AIM OF THE TASK
Every entry that follows needs to be repeated exactly.

SOURCE RECORDS
--*--

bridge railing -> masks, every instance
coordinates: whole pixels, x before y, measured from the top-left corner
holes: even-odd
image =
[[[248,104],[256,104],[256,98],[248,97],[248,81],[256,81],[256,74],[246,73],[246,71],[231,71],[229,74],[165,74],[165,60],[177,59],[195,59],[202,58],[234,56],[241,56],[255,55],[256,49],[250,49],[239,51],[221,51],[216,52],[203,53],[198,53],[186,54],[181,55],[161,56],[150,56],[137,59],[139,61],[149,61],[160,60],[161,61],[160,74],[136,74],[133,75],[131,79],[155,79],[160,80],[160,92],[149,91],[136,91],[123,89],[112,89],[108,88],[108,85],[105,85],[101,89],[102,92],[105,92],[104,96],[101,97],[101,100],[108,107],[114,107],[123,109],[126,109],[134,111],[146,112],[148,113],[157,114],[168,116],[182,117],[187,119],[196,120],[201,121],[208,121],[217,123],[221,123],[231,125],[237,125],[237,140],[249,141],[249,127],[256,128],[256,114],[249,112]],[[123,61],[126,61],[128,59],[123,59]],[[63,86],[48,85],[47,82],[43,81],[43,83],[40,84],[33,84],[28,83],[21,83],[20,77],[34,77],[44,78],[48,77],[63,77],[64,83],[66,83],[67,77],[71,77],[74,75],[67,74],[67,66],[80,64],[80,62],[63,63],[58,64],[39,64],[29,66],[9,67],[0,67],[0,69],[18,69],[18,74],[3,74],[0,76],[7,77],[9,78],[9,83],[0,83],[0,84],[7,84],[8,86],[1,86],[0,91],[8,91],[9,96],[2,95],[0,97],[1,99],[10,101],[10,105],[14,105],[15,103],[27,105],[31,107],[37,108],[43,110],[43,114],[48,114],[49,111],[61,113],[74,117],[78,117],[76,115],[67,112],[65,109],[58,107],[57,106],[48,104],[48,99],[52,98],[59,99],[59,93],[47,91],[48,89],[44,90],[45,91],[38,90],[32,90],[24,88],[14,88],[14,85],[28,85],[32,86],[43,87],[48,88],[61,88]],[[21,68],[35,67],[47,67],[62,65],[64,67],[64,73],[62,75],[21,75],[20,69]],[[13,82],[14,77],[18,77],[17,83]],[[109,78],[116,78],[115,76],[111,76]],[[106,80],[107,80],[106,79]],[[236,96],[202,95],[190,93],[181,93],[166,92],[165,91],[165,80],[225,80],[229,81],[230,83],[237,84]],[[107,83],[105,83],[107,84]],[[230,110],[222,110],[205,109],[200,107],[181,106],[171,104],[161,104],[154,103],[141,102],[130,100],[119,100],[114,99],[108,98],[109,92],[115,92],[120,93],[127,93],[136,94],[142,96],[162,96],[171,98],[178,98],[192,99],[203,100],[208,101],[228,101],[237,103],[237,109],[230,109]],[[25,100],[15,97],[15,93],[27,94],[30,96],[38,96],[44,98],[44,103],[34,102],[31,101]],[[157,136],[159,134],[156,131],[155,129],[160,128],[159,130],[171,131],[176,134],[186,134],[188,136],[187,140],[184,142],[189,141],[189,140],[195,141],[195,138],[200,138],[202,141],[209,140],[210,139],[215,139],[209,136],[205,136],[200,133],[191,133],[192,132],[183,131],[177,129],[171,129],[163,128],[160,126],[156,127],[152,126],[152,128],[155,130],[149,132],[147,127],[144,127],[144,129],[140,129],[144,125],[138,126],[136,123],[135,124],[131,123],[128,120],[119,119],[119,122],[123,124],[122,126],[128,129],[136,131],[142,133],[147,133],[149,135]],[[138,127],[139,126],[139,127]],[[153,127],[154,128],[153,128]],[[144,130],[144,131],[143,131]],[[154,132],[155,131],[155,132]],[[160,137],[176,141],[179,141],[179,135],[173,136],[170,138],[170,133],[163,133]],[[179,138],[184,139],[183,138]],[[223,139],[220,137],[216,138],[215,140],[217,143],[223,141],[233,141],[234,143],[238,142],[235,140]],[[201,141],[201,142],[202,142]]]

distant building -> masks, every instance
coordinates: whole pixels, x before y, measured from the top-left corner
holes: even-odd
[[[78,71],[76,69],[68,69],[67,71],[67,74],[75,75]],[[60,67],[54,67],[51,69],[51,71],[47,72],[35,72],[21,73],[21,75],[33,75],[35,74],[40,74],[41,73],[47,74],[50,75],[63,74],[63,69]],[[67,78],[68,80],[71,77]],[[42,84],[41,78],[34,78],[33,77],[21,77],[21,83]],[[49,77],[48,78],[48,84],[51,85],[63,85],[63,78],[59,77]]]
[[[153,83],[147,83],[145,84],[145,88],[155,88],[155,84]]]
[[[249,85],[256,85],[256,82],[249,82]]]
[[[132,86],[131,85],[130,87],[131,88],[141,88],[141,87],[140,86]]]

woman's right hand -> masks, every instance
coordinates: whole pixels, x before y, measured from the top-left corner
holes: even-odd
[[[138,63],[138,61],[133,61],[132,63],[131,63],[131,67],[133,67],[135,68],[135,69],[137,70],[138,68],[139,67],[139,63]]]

--*--

SOLUTION
bridge railing -> masks, every instance
coordinates: whole pixels, x before y, measured from the top-left corner
holes: even-odd
image =
[[[248,104],[256,104],[256,98],[248,97],[248,81],[256,81],[256,74],[246,73],[246,71],[231,71],[229,74],[165,74],[165,60],[177,59],[195,59],[202,58],[234,56],[241,56],[255,55],[256,49],[250,49],[239,51],[221,51],[216,52],[203,53],[198,53],[186,54],[181,55],[161,56],[150,56],[137,59],[139,61],[149,61],[160,60],[161,61],[160,74],[136,74],[133,75],[131,79],[155,79],[160,80],[160,92],[149,91],[136,91],[123,89],[112,89],[108,88],[108,85],[105,85],[101,89],[102,92],[105,92],[104,96],[101,97],[101,100],[108,107],[114,107],[123,109],[126,109],[134,111],[146,112],[148,113],[157,114],[168,116],[182,117],[187,119],[196,120],[201,121],[208,121],[217,123],[221,123],[231,125],[237,125],[237,140],[249,141],[249,127],[256,128],[256,114],[249,112]],[[123,61],[126,61],[128,59],[123,59]],[[63,86],[48,85],[47,82],[43,81],[43,83],[40,84],[33,84],[28,83],[21,83],[20,77],[34,77],[44,78],[48,77],[63,77],[64,83],[66,83],[67,77],[71,77],[74,75],[67,74],[67,66],[80,64],[80,62],[63,63],[58,64],[39,64],[29,66],[9,67],[0,67],[0,69],[18,69],[18,74],[3,74],[0,76],[7,77],[9,78],[9,83],[0,83],[0,84],[7,84],[8,86],[1,86],[0,91],[8,91],[9,96],[2,95],[0,97],[1,99],[10,101],[10,105],[14,105],[15,103],[27,105],[31,107],[37,108],[43,110],[43,114],[48,114],[49,111],[61,113],[74,117],[78,117],[76,115],[67,112],[65,109],[58,107],[57,106],[48,104],[48,99],[52,98],[59,99],[59,93],[47,91],[48,89],[44,90],[45,91],[38,90],[32,90],[24,88],[14,88],[14,85],[28,85],[32,86],[43,87],[48,88],[61,88]],[[21,68],[35,67],[47,67],[62,65],[64,67],[64,73],[62,75],[21,75],[20,69]],[[13,82],[14,77],[18,77],[17,83]],[[109,78],[116,78],[115,76],[111,76]],[[106,80],[107,80],[106,79]],[[236,96],[202,95],[190,93],[181,93],[166,92],[165,91],[165,80],[225,80],[229,81],[230,83],[237,84]],[[107,83],[105,83],[107,84]],[[230,110],[222,110],[205,109],[200,107],[181,106],[171,104],[161,104],[154,103],[141,102],[130,100],[119,100],[114,99],[108,98],[109,92],[115,92],[120,93],[127,93],[136,94],[142,96],[162,96],[171,98],[178,98],[192,99],[203,100],[208,101],[228,101],[237,103],[237,109],[230,109]],[[25,100],[15,97],[15,93],[27,94],[30,96],[38,96],[44,98],[44,103],[34,102],[31,101]],[[157,136],[159,134],[156,131],[155,129],[160,128],[159,130],[171,131],[176,134],[186,134],[188,136],[187,140],[184,142],[189,141],[189,140],[195,141],[195,138],[200,138],[202,141],[209,140],[210,139],[215,139],[209,136],[205,136],[200,133],[191,133],[192,132],[183,131],[177,129],[171,129],[163,128],[160,126],[156,127],[152,126],[152,128],[155,130],[149,132],[147,127],[144,127],[144,129],[140,129],[144,125],[138,126],[136,123],[135,124],[131,123],[128,120],[119,119],[119,122],[123,124],[122,126],[128,129],[136,131],[142,133],[147,133],[149,135]],[[138,127],[139,126],[139,127]],[[153,127],[154,128],[153,128]],[[144,130],[144,131],[143,131]],[[154,132],[155,131],[155,132]],[[160,137],[176,141],[179,141],[179,135],[173,136],[170,138],[170,133],[163,133]],[[179,138],[184,139],[183,138]],[[223,139],[220,137],[216,138],[215,140],[217,143],[223,141],[233,141],[234,143],[238,142],[235,140]],[[201,141],[201,142],[202,142]]]

distant building -> masks, every instance
coordinates: whole pixels, x before y, measured from the top-left corner
holes: even-odd
[[[78,71],[76,69],[68,69],[67,71],[67,74],[75,75]],[[60,67],[54,67],[51,69],[51,71],[47,72],[35,72],[21,73],[21,75],[33,75],[35,74],[40,74],[41,73],[47,74],[50,75],[63,74],[63,69]],[[67,78],[68,80],[71,77]],[[42,84],[41,78],[34,78],[33,77],[21,77],[21,83]],[[49,77],[48,78],[48,84],[51,85],[63,85],[63,78],[59,77]]]
[[[153,83],[147,83],[145,84],[145,88],[155,88],[155,84]]]
[[[249,85],[256,85],[256,82],[249,82]]]
[[[132,86],[131,85],[130,87],[131,88],[141,88],[141,87],[140,86]]]

woman's right hand -> masks, every instance
coordinates: whole pixels, x before y, measured from the top-left corner
holes: even-odd
[[[138,63],[138,61],[133,61],[132,63],[131,63],[131,67],[133,67],[135,68],[135,69],[137,70],[138,68],[139,67],[139,63]]]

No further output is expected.